WHAT YOU WILL DO
Update the listing from its beginning through the line containing "(1112, 237)", replacing each occurrence of "frame" with "image edge" and reproducing everything else in that span unchanged.

(Position identification listing)

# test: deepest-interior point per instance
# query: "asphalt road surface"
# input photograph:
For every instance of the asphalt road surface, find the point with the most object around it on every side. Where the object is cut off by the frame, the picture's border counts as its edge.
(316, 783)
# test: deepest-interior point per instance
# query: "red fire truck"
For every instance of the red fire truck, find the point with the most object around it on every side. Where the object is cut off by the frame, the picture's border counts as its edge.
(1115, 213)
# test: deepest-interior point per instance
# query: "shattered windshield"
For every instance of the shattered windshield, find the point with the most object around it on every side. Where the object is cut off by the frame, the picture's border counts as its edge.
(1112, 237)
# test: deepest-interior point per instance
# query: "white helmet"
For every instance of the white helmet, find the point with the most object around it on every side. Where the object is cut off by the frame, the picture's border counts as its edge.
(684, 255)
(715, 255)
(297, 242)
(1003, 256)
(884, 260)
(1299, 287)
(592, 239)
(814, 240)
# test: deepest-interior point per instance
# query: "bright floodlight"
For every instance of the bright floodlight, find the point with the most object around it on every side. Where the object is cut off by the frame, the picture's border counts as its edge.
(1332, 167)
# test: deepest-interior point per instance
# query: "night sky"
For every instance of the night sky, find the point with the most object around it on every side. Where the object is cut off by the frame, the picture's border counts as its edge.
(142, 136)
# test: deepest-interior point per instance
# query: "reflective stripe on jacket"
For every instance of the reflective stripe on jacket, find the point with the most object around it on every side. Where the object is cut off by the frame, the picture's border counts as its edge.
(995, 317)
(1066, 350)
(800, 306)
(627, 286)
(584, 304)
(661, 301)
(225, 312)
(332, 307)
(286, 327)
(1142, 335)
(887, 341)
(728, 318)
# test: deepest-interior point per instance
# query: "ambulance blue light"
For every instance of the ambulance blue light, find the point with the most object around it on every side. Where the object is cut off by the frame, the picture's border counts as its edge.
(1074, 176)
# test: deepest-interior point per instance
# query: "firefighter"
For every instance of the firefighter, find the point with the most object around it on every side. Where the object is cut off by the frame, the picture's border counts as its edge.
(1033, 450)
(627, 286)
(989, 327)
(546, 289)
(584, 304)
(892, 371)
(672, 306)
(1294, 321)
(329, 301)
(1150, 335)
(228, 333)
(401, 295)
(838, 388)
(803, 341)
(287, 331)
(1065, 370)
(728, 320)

CORRECT RESULT
# test: deepest-interior point per instance
# query: "asphalt road surface"
# input photograph:
For every instance of the asphalt road surface, find the point with the most object around it on every side. Where the object is cut off by the image edge, the picture's border counts as its edge.
(316, 783)
# test: deepest-interior point per instance
# query: "red fire truck"
For every instance of the red fire truck, find the point with the most object around it on every side. Where the object is cut off by the image edge, the picture's border counts as its edge.
(1115, 213)
# test: deepest-interior point per instance
# query: "shattered windshield"
For every instance of the shattered windshield, find the point with the most object around it on every side. Where the object is cut off by the image edge, the picture's border counts as its edge.
(1112, 237)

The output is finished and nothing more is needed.